- [Exercise details]: Convert the rows below into a two-column CSV with the headers "request" and "points". Each row becomes one line: its text goes under "request" and its answer under "points", with every field quoted and line breaks replaced by spaces.
(begin)
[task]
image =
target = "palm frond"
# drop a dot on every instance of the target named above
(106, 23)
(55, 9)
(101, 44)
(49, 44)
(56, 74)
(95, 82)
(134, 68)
(end)
- [Full solution]:
request,points
"[task] image = target = ""palm frond"" # drop a dot on every instance of the target named above","(106, 23) (55, 9) (101, 44) (49, 44) (56, 74) (95, 82) (134, 68)"